### Exercise text:
********
= Turku Centre for Computer Science =

Turku Centre for Computer Science (abbr. TUCS, Turun tietotekniikan tutkimus- ja koulutuskeskus, Åbo datatekniska forsknings- och utbildningscentrum) is a joint department of University of Turku and Åbo Akademi University. TUCS was founded on March 21, 1994. The mission of TUCS is to coordinate the education, research and societal interaction of the affiliate Universities in the field of ICT. The TUCS office facilities are located in Turku in the Turku Science Park area.

==Departments involved in TUCS==

===University of Turku===

Faculty of Mathematics and Natural Sciences
- Department of Information Technology.
- Department of Mathematics and Statistics

Turku School of Economics
- The Institute of Information Systems Sciences

===Åbo Akademi University===

Faculty of Natural Sciences and Technology
- Computer Science
- Computer Engineering

Faculty of Social Sciences, Business and Economics
- Information Systems

==Organization==
Turku Centre for Computer Science coordinates education and research Computer Science (understood in a broad sense) in Turku. TUCS is governed by a board. The Director of TUCS is Prof. Ion Petre.
********
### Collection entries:
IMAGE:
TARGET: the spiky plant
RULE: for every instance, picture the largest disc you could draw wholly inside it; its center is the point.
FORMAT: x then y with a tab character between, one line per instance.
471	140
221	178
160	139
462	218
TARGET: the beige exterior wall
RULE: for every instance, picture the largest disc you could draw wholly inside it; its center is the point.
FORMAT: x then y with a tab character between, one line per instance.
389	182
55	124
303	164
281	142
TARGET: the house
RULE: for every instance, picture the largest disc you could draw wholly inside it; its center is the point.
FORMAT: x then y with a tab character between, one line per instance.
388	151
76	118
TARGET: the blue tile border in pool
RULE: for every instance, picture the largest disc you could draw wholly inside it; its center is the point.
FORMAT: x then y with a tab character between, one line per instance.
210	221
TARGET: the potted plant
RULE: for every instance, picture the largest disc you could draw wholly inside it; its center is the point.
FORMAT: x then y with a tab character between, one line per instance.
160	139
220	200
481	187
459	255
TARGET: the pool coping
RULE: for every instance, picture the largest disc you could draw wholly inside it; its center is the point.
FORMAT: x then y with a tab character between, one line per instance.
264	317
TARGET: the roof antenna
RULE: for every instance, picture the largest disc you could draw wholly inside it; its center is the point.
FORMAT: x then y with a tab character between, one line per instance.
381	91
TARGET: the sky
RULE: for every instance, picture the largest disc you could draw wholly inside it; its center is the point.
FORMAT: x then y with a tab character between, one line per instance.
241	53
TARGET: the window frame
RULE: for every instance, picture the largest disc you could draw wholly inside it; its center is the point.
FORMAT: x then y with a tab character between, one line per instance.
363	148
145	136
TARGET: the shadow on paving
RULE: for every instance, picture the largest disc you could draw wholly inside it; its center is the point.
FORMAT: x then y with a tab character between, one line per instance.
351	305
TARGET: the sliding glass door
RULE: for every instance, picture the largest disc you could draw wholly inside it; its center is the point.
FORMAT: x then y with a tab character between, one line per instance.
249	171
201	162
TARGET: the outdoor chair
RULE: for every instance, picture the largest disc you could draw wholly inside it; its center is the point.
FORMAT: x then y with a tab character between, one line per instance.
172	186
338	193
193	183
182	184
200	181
********
### The task:
Reproduce word for word the passage of the Turku Centre for Computer Science text between "Faculty of Natural" and "Prof. Ion Petre.", inclusive. Rely only on the text about the Turku Centre for Computer Science.

### Response area:
Faculty of Natural Sciences and Technology
- Computer Science
- Computer Engineering

Faculty of Social Sciences, Business and Economics
- Information Systems

==Organization==
Turku Centre for Computer Science coordinates education and research Computer Science (understood in a broad sense) in Turku. TUCS is governed by a board. The Director of TUCS is Prof. Ion Petre.